• **DIRECTIONS FOR THIS TASK**:
Output the exact lines that start at the one containing "of the black" and continue to the last line of the entries below; do not output pictures.

• **Image-grounded pointing data**:
● ● ● ●

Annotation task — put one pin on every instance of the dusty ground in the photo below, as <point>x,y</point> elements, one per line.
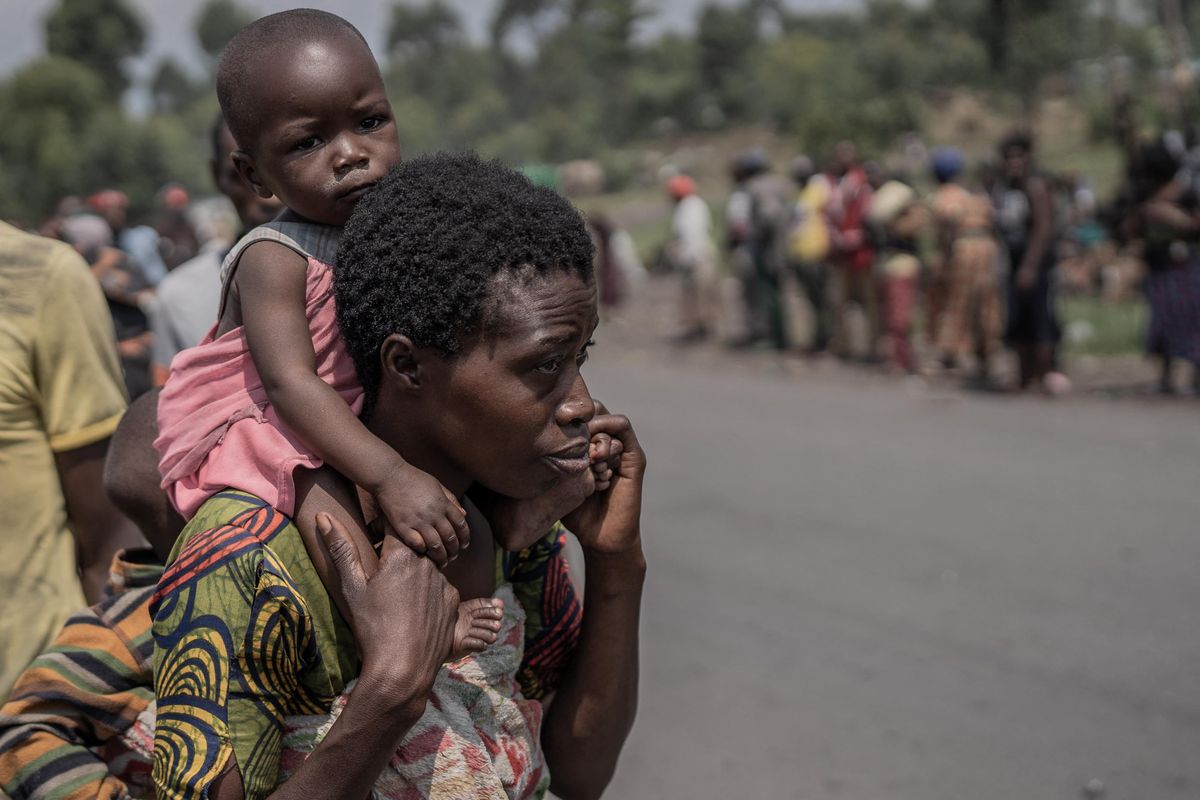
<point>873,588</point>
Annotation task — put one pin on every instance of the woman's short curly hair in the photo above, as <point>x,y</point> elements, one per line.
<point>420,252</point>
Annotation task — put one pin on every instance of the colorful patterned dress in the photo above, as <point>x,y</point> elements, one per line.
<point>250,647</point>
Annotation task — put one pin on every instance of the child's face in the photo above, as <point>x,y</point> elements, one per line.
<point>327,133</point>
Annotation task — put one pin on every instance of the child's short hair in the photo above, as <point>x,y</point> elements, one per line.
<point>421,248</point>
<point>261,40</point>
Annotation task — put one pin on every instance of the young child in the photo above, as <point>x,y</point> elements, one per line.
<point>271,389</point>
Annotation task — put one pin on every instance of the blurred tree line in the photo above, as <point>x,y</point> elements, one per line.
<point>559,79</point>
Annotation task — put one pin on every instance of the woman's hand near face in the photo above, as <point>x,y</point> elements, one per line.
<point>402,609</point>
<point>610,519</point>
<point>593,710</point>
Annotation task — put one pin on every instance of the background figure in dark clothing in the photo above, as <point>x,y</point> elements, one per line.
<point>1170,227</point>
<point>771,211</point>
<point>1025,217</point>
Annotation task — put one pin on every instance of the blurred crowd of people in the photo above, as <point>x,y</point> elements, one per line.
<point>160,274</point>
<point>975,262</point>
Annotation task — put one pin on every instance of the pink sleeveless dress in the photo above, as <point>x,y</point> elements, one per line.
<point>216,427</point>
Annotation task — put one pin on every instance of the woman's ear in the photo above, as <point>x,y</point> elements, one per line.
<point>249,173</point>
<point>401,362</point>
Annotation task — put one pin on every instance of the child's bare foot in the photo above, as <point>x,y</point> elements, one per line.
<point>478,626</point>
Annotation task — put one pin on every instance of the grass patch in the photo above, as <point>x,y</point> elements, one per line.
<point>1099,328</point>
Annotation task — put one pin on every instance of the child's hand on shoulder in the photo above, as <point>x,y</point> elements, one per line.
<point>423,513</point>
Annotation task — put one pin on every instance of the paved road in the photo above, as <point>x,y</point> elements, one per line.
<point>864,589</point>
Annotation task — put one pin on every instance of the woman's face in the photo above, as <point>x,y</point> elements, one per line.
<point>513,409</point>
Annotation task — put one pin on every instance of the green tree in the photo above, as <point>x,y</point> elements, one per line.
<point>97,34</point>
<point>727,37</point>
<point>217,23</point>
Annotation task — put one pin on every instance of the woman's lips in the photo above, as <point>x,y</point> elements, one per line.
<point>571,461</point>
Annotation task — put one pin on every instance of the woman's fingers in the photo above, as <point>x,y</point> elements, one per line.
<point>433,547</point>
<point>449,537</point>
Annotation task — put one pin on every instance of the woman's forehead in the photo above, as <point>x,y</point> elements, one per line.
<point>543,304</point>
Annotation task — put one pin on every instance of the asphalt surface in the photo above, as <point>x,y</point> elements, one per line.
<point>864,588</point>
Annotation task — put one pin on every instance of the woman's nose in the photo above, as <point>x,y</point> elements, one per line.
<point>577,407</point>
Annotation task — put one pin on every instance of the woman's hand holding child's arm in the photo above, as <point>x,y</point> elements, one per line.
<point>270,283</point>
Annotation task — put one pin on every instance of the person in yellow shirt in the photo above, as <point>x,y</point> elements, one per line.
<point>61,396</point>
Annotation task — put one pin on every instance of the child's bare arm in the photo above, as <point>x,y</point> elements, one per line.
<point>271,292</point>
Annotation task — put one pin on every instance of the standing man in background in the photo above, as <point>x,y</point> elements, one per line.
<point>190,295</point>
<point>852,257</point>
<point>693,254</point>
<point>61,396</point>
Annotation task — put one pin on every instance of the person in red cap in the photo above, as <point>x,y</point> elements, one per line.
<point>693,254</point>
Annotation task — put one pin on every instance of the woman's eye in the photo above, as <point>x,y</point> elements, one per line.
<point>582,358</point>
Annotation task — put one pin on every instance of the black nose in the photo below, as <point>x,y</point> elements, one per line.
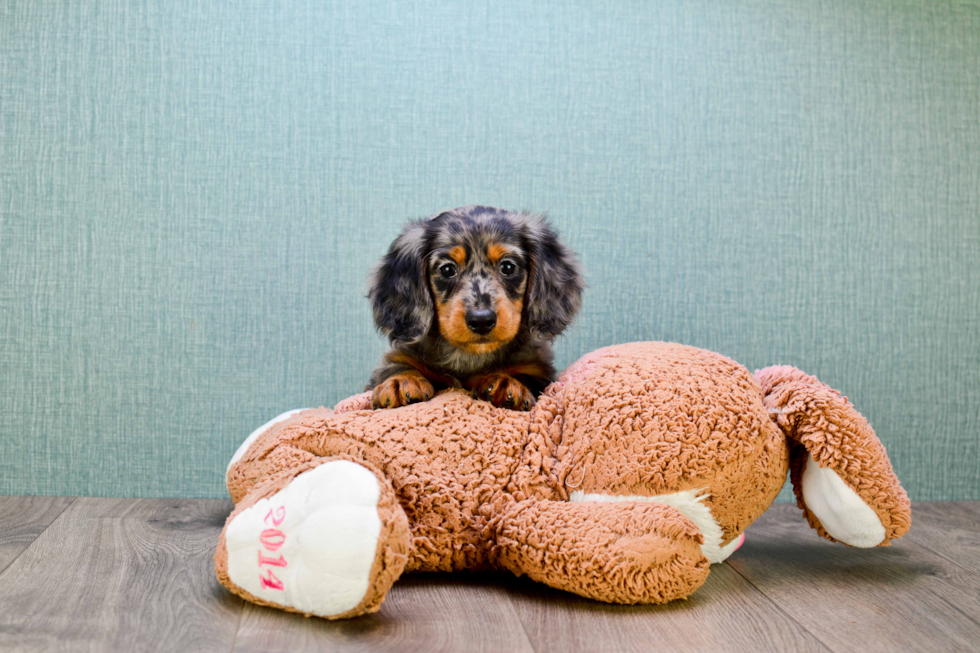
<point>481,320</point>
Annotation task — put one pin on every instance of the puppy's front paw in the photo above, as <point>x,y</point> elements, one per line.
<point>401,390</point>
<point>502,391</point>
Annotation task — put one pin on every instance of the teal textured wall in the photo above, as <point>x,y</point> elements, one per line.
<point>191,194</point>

● ● ● ●

• **ANSWER SPACE**:
Annotation task — put one pin on every instance of the black nose in the photo below, as <point>x,y</point> elements, one per line.
<point>481,320</point>
Annotation task — put one pin on every instance of the puppy's front paw in the photo above, as <point>x,y</point> elements, one per line.
<point>401,390</point>
<point>502,391</point>
Annotation task — put one pin on every instance of the teal textured wall in the photo above, as <point>x,y</point> elements, one per line.
<point>191,194</point>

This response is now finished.